*** LISTED ENTRIES Section Begins ***
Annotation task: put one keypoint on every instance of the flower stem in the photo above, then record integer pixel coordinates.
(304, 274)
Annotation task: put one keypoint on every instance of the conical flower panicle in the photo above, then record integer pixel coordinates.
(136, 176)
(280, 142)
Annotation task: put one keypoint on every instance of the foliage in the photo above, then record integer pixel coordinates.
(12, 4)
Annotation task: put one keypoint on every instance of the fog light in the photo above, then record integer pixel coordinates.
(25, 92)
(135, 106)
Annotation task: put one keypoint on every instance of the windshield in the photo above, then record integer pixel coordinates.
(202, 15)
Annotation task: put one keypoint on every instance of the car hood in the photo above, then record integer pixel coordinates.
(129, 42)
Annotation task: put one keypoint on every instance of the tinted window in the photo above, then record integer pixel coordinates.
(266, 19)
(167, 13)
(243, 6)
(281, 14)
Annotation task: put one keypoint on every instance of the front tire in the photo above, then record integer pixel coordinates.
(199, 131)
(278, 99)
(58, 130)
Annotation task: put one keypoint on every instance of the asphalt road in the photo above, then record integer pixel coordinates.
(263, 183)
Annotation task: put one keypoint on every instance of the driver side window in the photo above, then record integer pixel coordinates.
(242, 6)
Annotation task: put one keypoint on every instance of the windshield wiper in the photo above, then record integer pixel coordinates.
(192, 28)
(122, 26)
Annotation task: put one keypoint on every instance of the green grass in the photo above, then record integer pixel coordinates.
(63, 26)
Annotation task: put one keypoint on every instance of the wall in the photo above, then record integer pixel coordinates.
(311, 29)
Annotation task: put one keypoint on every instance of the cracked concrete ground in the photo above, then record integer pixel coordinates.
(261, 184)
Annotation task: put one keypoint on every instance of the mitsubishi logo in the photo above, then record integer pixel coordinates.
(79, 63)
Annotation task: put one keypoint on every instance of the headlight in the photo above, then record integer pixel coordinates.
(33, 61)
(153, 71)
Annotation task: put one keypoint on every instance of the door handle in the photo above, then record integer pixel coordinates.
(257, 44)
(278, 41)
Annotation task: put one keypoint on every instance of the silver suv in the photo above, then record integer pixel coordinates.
*** LISTED ENTRIES Section Ends ***
- [DIRECTIONS FOR THIS TASK]:
All the records, as written, must be given again.

- [WRITTEN ANSWER]:
Annotation task: put one keypoint on every instance of the flower stem in the photo above, then record integer pixel coordinates.
(304, 274)
Annotation task: put one keypoint on every instance of the conical flower panicle in the photo above, then record integer pixel coordinates.
(136, 176)
(280, 142)
Annotation task: put one keypoint on every instance of the foliage in the photo above, then record integer pixel coordinates.
(12, 4)
Annotation task: put one keypoint on every instance of the fog light in the photo above, then record integer pixel coordinates.
(25, 92)
(135, 106)
Annotation task: put one keypoint on every instance of the windshield in the photo above, then record integer pixel coordinates.
(202, 15)
Annotation task: put one keypoint on every instance of the car hood in the photo above, then record integer pixel coordinates.
(129, 42)
Annotation task: put one keypoint on every instance of the tinted window in the photo above, then record integer pixel coordinates.
(266, 19)
(167, 13)
(243, 6)
(281, 14)
Annotation task: put one keypoint on every instance of the front tire in the photo above, then record integer pixel coordinates.
(199, 131)
(278, 99)
(58, 130)
Annotation task: put one keypoint on every instance of the asphalt road in the photo above, then record integer pixel coordinates.
(263, 183)
Annotation task: put one keypoint on every instance of the driver side window in the photo above, then record integer pixel coordinates.
(242, 6)
Annotation task: put one keypoint on every instance of the windshield wiper in the photo above, then record integer pixel coordinates.
(192, 28)
(122, 26)
Annotation task: put one keypoint on every instance of the green grass in the photo above, then record integer pixel coordinates.
(63, 26)
Annotation task: put one keypoint on every instance of the wall in the photo above, then record integer pixel coordinates.
(311, 29)
Annotation task: put one keypoint on every instance of the cracked concrete ground in the photo above, then record integer pixel coordinates.
(261, 184)
Annotation task: put one keypoint on every instance of the mitsubishi logo in the photo above, then record integer pixel coordinates.
(79, 63)
Annotation task: put one keypoint on every instance of the headlight in the photo above, then record integer pixel coordinates.
(33, 61)
(153, 71)
Annotation task: put one keypoint on every instance of the door handle in the photo above, then record integer pixel coordinates.
(257, 44)
(278, 41)
Annotation task: put one keypoint on every instance of the silver suv in the photo above, then record integer pixel coordinates.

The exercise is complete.